_WORK REQUEST 1_
Could you reproduce, word for word, the stretch of the Bordeaux prison passage from "At his lowest, Gionet" through "worth of filth."?
_WORK REQUEST 2_
In the Bordeaux prison passage, what conditions do inmates describe in the oldest wings?
_WORK REQUEST 3_
How might the Bordeaux prison passage go on after its final sentence? Continue it from that point.

_GIVEN PASSAGE_
[Start of Attachment]
For Gionet, the pandemic made for “long, long days” inside his five-by-ten-foot cell. He says aside from a small corkboard where he kept pictures of his children, he had neon-lit walls to stare at and people’s screams to listen to. Some of the wings at Bordeaux are over 100 years old and inmates describe layers of peeling paint, inadequate ventilation and cockroaches everywhere.
“The visitor’s room, which is the cleanest in the prison, had an infestation,” said Paquette. “So you can imagine the rest of the facility.”
Gionet described his time inside as “merely surviving.”
“We got our meals, which were often cold, and we waited for the worst of the pandemic to pass,” said Gionet, who was incarcerated for trafficking cocaine. “I caught COVID-19 pretty fast and it was brutal. Knocked me on my ass for days. You’re alone, away from your kids, there’s no more visitation and you can’t talk to any of them on the phone because you can’t leave your cell.
“For the worst three weeks of the pandemic, we had no connection to the outside world. Only some radio reports. That’s it. So you’re listening to news about this deadly pandemic, not knowing if your loved ones are okay, not knowing what’s going to happen. And your family doesn’t know how you’re doing either. Eventually, we were each allowed to make one 2-minute phone call on a cell phone they passed from cell to cell.”
At his lowest, Gionet spent an entire day in his bed, so weak from the coronavirus that he defecated in his pants. He used cold tap water to wash himself the next day because showers and hot water were still off limits. The first shower came weeks later, when he was transferred to another wing. They give him five minutes to wash off weeks’ worth of filth.
[End of Attachment]
_LISTED ENTRIES_
[Start of Attachment]
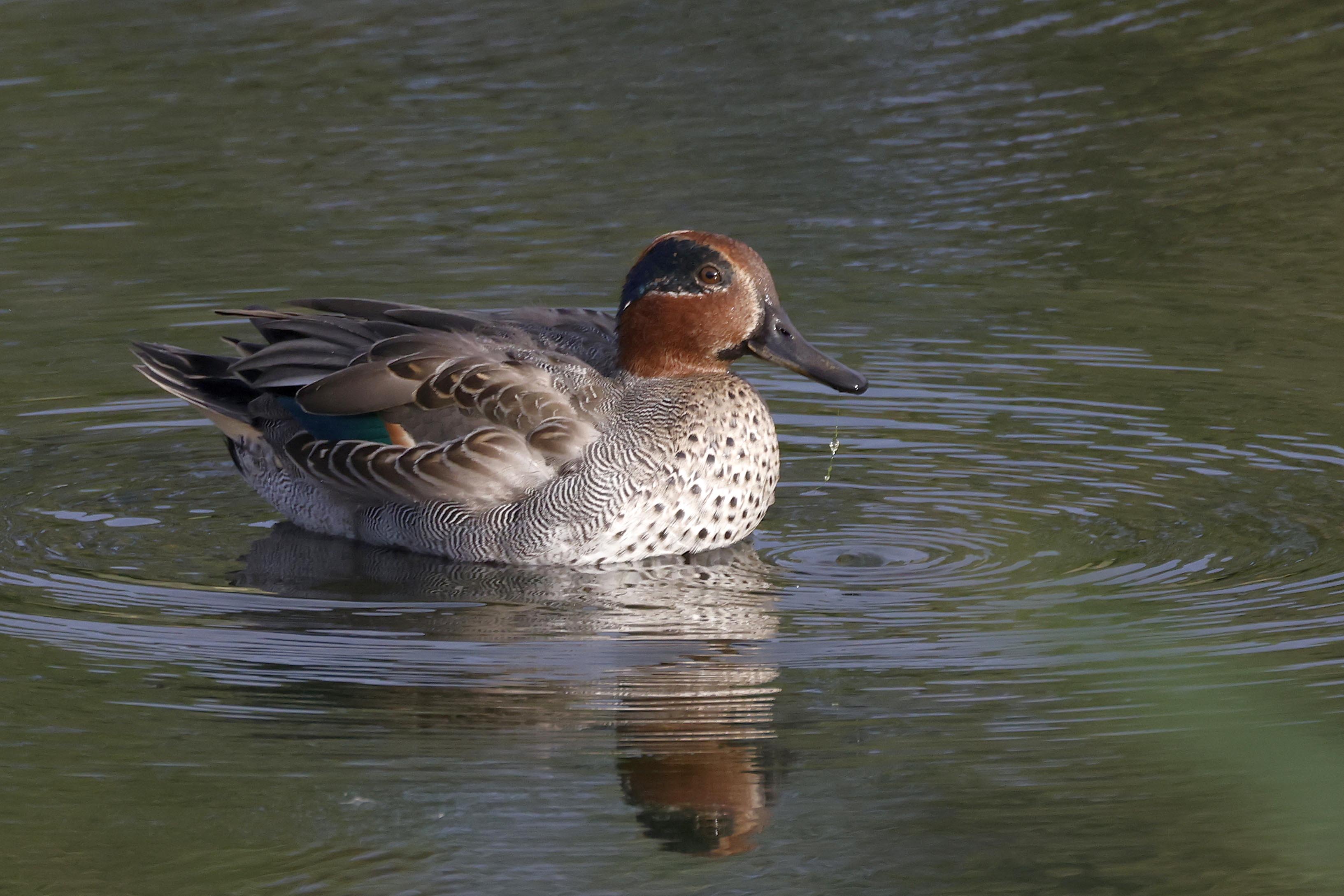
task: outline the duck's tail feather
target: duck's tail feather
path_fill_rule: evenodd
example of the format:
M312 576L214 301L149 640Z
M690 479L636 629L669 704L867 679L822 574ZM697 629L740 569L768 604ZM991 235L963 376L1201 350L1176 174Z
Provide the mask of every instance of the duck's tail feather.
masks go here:
M130 351L145 379L195 406L228 438L261 435L247 411L259 392L228 372L231 359L159 343L132 343Z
[End of Attachment]
_OUTPUT 1_
At his lowest, Gionet spent an entire day in his bed, so weak from the coronavirus that he defecated in his pants. He used cold tap water to wash himself the next day because showers and hot water were still off limits. The first shower came weeks later, when he was transferred to another wing. They give him five minutes to wash off weeks’ worth of filth.

_OUTPUT 2_
- Layers of peeling paint
- Inadequate ventilation
- Cockroaches everywhere

_OUTPUT 3_
Even so, Gionet made the best of his time inside.
“I wanted my sentence to be about bettering myself,” said Gionet. “I kept busy reading self-help books, maybe a few dozen of those during my stay, and I worked with other inmates to secure better terms for ourselves. I never want to end up back in prison. Ever.”
After being released, Gionet earned his Class 1 driver’s licence, and he now runs his own long-haul trucking business. He drives from Montreal to Vancouver, doing everything he can to support his family while keeping on the straight and narrow.
“I worked in a restaurant for nearly a year, worked for minimum wage, all while learning how to become a truck driver,” he said. “It was a long, hard road but it’s something to be proud of. Now, I think we need to turn our attention to those who are still inside. I don’t want others to go through what we did.
“It was traumatic, it was terrifying, but mostly it was just wrong.”
This article was produced through The Rover, Christopher Curtis’s investigative journalism project with Ricochet.